• **EXERCISE PROMPT**:
Every record that follows should be printed verbatim.
* START ROWS *
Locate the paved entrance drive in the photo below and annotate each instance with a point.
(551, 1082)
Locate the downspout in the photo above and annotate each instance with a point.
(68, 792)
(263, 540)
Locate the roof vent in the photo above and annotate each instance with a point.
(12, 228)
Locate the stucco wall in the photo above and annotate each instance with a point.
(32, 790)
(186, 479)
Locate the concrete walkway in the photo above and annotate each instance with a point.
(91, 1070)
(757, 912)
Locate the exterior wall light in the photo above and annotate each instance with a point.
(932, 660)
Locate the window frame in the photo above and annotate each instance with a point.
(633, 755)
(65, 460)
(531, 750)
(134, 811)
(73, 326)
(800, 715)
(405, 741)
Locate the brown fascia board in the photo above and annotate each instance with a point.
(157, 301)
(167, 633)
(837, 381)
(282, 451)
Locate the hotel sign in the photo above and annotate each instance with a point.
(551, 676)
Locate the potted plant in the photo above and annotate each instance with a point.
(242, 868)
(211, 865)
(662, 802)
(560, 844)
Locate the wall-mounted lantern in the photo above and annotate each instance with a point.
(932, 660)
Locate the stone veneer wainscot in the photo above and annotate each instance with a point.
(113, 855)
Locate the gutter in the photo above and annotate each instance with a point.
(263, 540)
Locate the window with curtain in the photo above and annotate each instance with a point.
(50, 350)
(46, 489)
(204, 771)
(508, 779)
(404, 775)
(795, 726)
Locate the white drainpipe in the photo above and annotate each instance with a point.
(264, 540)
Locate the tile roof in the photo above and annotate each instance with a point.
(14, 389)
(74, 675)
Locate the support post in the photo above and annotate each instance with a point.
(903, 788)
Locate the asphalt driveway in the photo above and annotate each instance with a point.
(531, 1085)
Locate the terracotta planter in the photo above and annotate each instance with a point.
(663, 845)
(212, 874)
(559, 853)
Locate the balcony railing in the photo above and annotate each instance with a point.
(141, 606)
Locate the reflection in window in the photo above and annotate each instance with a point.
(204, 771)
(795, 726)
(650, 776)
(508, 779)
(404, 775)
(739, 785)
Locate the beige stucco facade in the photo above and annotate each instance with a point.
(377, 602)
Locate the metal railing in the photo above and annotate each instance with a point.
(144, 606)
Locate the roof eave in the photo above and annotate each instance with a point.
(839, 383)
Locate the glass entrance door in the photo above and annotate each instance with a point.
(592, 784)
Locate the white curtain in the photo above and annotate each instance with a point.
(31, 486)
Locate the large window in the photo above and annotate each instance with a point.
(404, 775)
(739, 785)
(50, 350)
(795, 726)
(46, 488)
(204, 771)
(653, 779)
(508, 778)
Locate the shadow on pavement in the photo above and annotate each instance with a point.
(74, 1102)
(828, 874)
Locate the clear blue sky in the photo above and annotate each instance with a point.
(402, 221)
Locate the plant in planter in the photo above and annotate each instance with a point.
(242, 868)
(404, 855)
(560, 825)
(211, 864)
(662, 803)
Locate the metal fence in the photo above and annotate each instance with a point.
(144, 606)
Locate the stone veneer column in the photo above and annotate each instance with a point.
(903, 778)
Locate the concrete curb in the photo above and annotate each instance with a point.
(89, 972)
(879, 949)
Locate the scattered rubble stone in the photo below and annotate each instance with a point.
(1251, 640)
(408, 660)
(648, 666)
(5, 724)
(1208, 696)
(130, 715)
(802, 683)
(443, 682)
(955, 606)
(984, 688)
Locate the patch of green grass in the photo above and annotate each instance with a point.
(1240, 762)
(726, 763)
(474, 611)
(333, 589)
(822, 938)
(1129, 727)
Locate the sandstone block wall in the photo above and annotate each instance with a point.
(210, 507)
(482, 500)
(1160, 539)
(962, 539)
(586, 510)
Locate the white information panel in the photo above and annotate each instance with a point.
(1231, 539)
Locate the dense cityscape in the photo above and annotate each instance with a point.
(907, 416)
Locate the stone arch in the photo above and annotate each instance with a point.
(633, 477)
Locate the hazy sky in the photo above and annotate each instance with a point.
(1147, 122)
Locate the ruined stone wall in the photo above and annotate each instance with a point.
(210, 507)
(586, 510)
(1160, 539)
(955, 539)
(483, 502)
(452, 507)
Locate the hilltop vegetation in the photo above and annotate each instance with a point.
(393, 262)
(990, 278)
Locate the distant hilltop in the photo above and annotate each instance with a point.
* END ROWS *
• **RESPONSE**:
Locate the paved entrance drive in the photo below and annotate each instance with a point.
(551, 1082)
Locate the downspout in the photo above and annotate each instance with a point.
(68, 792)
(263, 540)
Locate the roof vent in the photo above and annotate each instance with a point.
(12, 228)
Locate the stucco wall in the photo above and annotate each instance with a point.
(32, 790)
(186, 479)
Locate the concrete walkway in the photo above and annotate each instance with a point.
(91, 1070)
(757, 912)
Locate the exterior wall light in the photo above and annotate each instance with a point.
(932, 660)
Locate the window frame in the photo above and annotate each instance with a point.
(633, 755)
(65, 460)
(531, 750)
(134, 811)
(73, 326)
(800, 715)
(405, 741)
Locate the brown fascia board in the photo above and annotate each instance with a point.
(157, 301)
(167, 633)
(837, 381)
(282, 451)
Locate the hotel sign in the photo above and annotate each instance with a point.
(551, 676)
Locate the potted plant in the photo above and annotate each instance with a point.
(242, 868)
(211, 865)
(662, 802)
(560, 844)
Locate the wall-mounted lantern in the photo above and annotate each instance with a point.
(932, 660)
Locate the stone veneer wainscot in the photo above and annotate each instance with a point.
(113, 855)
Locate the gutter in the photo above and annotate each instance with a point.
(263, 540)
Locate the window with curtain in the photo above and annotate each instance with a point.
(50, 350)
(46, 489)
(204, 771)
(508, 779)
(404, 775)
(795, 726)
Locate the white drainpipe in the photo above and annotate each instance with a point.
(264, 540)
Locate the tile roof in the photo above and annotate each instance with a point.
(14, 389)
(74, 675)
Locate the support post in the photo above and annotate each instance with a point.
(903, 788)
Locate the asphalt driveway in the photo above and annotate each instance with a point.
(531, 1085)
Locate the terracotta planter in the photo above and annotate each instance with a point.
(663, 845)
(212, 874)
(559, 853)
Locate the balcony railing in the photo above and annotate each instance with a point.
(141, 606)
Locate the reflection in window in the photo above and annotate each instance with a point.
(204, 771)
(795, 726)
(650, 776)
(508, 779)
(404, 775)
(739, 785)
Locate the beige stucco facade in the photo above and annotate each instance with a point.
(377, 602)
Locate the metal railing in the photo above and annotate each instance with a point.
(144, 606)
Locate the roof eave in the photo above and annotate each instance with a point.
(839, 383)
Locate the glass entrance door in the photo above and annotate each instance with a point.
(592, 784)
Locate the white curtain in the photo above and annotate each instance with a point.
(31, 486)
Locate the large window in the photo above and annotate each instance with a point.
(404, 775)
(739, 785)
(50, 350)
(795, 726)
(46, 488)
(204, 771)
(653, 779)
(508, 778)
Locate the shadow on pavement in the photo above and annotate each instance with a point.
(74, 1102)
(828, 874)
Locate the clear blue sky in the photo above and annotate each instance with a point.
(402, 221)
Locate the plant in planter in the photo above and annotate each instance with a point.
(242, 868)
(404, 855)
(560, 825)
(211, 864)
(662, 803)
Locate the metal fence in the photo above and annotate each instance with a point.
(144, 606)
Locate the stone veneer column in the photo above and annotate each instance with a point.
(903, 778)
Locate the concrete curb in the photo above and annotate each instance with a point.
(89, 972)
(879, 949)
Locate the scattered rubble stone in the photo below and annotate each instance with a point.
(1251, 640)
(408, 660)
(648, 666)
(5, 724)
(1208, 696)
(130, 715)
(802, 683)
(443, 682)
(955, 606)
(984, 688)
Locate the patch of green grass in the photo above and annotate each instance with a point.
(1240, 762)
(726, 763)
(474, 611)
(333, 589)
(822, 938)
(1129, 727)
Locate the sandstone block wall in the photo above and annotate each instance with a point.
(210, 507)
(482, 500)
(1160, 539)
(962, 539)
(586, 510)
Locate the white information panel in the photo above and annotate each instance with a point.
(1231, 539)
Locate the dense cityscape in the photo above and annotate each instance with a point.
(907, 416)
Locate the stone arch in the photo above and annotate each instance with a point.
(633, 477)
Locate the hazy sky in the photo above and annotate each instance with a point.
(1147, 122)
Locate the ruined stone wall in the photo above and annotate each instance with a point.
(210, 507)
(586, 510)
(1160, 539)
(955, 539)
(483, 502)
(452, 507)
Locate the hilltop vegetation in the photo above and annotate each instance with a point.
(393, 262)
(990, 278)
Locate the distant hilltop in the photo above and annotate each instance with a point.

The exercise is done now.